- COSA FARE -
a. Su quale rete va in onda Report, secondo il brano?
b. Ripeti dal brano il tratto che va da «C’è chi sta» fino a «scrive il Giornale.».
c. Stabilisci se ciascuna affermazione concorda con il brano, rispondendo sì o no e citando testualmente le parole che lo decidono.
(i) Il programma Report è condotto da Sigfrido Ranucci.
(ii) Il brano presenta Report come una trasmissione apprezzata da tutti.
(iii) Le accuse citate tra virgolette sono attribuite al Corriere della Sera.

─── BRANO SELEZIONATO ───

C’è chi sta provando ad accendere il ventilatore mediatico-politico per amplificare un’anonima brezza, nel tentativo di abbattere il fortino costituito da Report. Una trasmissione, quella di Rai 3, polarizzante, o osannata (ammesso che non parli di vaccini) o aspramente criticata, anche per i metodi usati nel fare inchieste. E tra i detrattori del programma condotto da Sigfrido Ranucci c’è chi ha divulgato e sta cercando di pompare un presunto caso che conterrebbe accuse pesanti: “servizi confezionati ad arte, mobbing tra le scrivanie, relazioni sessuali con colleghe. Un caso di #metoo e di scarsa deontologia nel sedicente tempio del giornalismo d'inchiesta? Sarebbe un paradosso”, scrive il Giornale.

─── DATI DELL'ESERCIZIO ───

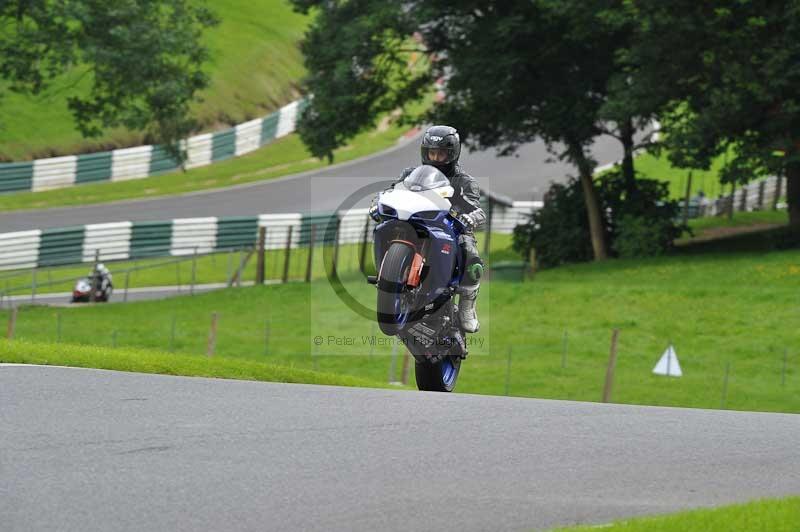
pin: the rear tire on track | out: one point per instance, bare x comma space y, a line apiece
439, 376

───

- ELENCO RISPOSTE -
a. Su Rai 3.

b.
C’è chi sta provando ad accendere il ventilatore mediatico-politico per amplificare un’anonima brezza, nel tentativo di abbattere il fortino costituito da Report. Una trasmissione, quella di Rai 3, polarizzante, o osannata (ammesso che non parli di vaccini) o aspramente criticata, anche per i metodi usati nel fare inchieste. E tra i detrattori del programma condotto da Sigfrido Ranucci c’è chi ha divulgato e sta cercando di pompare un presunto caso che conterrebbe accuse pesanti: “servizi confezionati ad arte, mobbing tra le scrivanie, relazioni sessuali con colleghe. Un caso di #metoo e di scarsa deontologia nel sedicente tempio del giornalismo d'inchiesta? Sarebbe un paradosso”, scrive il Giornale.

c.
(i) Sì: «del programma condotto da Sigfrido Ranucci».
(ii) No: «o osannata (ammesso che non parli di vaccini) o aspramente criticata».
(iii) No: «scrive il Giornale».